Getting correct string length in Python for strings with ANSI color codes

烂漫一生 提交于 2019-11-29 03:09:05

The pyparsing wiki includes this helpful expression for matching on ANSI escape sequences:

ESC = Literal('\x1b')
integer = Word(nums)
escapeSeq = Combine(ESC + '[' + Optional(delimitedList(integer,';')) + 
                oneOf(list(alphas)))

Here's how to make this into an escape-sequence-stripper:

from pyparsing import *

ESC = Literal('\x1b')
integer = Word(nums)
escapeSeq = Combine(ESC + '[' + Optional(delimitedList(integer,';')) + 
                oneOf(list(alphas)))

nonAnsiString = lambda s : Suppress(escapeSeq).transformString(s)

unColorString = nonAnsiString('\x1b[1m0.0\x1b[0m')
print unColorString, len(unColorString)

prints:

0.0 3
John Machin

I don't understand TWO things.

(1) It is your code, under your control. You want to add escape sequences to your data and then strip them out again so that you can calculate the length of your data?? It seems much simpler to calculate the padding before adding the escape sequences. What am I missing?

Let's presume that none of the escape sequences change the cursor position. If they do, the currently accepted answer won't work anyway.

Let's assume that you have the string data for each column (before adding escape sequences) in a list named string_data and the pre-determined column widths are in a list named width. Try something like this:

temp = []
for colx, text in enumerate(string_data):
    npad = width[colx] - len(text) # calculate padding size
    assert npad >= 0
    enhanced = fancy_text(text, colx, etc, whatever) # add escape sequences
    temp.append(enhanced + " " * npad)

#### [EXERCISE OBJECTIVE]
Carry on the thread about measuring Python string length with ANSI color codes, starting right after its last line.

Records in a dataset

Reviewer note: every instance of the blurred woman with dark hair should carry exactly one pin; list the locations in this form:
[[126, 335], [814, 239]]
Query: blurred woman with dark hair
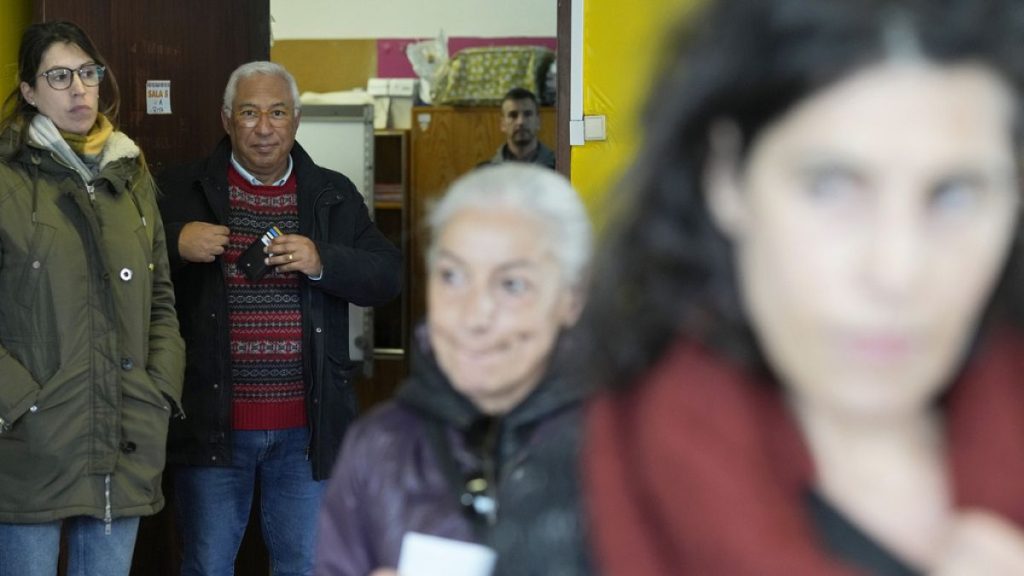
[[808, 304], [89, 346]]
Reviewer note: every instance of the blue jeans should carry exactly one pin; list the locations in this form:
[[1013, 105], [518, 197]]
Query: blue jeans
[[32, 549], [213, 504]]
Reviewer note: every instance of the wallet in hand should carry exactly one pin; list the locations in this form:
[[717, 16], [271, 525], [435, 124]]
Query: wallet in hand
[[252, 260]]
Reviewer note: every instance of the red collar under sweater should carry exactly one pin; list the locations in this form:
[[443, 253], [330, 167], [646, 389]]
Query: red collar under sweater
[[700, 470]]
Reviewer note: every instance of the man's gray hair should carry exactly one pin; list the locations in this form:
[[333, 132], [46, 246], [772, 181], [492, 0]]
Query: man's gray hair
[[259, 68], [539, 193]]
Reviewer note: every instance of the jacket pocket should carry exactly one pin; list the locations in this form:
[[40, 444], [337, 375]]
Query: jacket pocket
[[34, 265]]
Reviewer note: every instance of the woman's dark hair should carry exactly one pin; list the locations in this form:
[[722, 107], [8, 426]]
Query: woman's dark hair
[[664, 270], [37, 39]]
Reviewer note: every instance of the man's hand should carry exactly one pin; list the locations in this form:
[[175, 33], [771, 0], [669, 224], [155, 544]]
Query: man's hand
[[291, 252], [202, 242]]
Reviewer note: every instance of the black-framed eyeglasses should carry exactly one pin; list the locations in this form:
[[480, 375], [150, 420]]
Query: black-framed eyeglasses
[[60, 78], [477, 498]]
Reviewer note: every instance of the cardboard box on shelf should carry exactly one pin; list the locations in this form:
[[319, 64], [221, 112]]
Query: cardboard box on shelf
[[393, 99]]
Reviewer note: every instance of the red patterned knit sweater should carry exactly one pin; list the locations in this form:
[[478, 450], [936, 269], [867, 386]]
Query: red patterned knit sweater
[[265, 316]]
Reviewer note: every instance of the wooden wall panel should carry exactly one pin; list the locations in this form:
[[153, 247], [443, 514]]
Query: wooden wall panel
[[448, 142]]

#### [RESULT]
sys.stdout.write("".join(temp))

Update-1

After OP's comment:

The reason I want to strip them out and calculate the length after the string contains the color codes is because all the data is built up programmatically. I have a bunch of colorize methods and I'm building up the data something like this: str = "%s/%s/%s" % (GREEN(data1), BLUE(data2), RED(data3)) It would be pretty difficult to color the text after the fact.

If the data is built up of pieces each with its own formatting, you can still compute the displayed length and pad as appropriate. Here's a function which does that for one cell's contents:

BLACK, RED, GREEN, YELLOW, BLUE, MAGENTA, CYAN, WHITE = range(40, 48)
BOLD = 1

def render_and_pad(reqd_width, components, sep="/"):
    temp = []
    actual_width = 0
    for fmt_code, text in components:
        actual_width += len(text)
        strg = "\x1b[%dm%s\x1b[m" % (fmt_code, text)
        temp.append(strg)
    if temp:
        actual_width += len(temp) - 1
    npad = reqd_width - actual_width
    assert npad >= 0
    return sep.join(temp) + " " * npad

print repr(
    render_and_pad(20, zip([BOLD, GREEN, YELLOW], ["foo", "bar", "zot"]))
    )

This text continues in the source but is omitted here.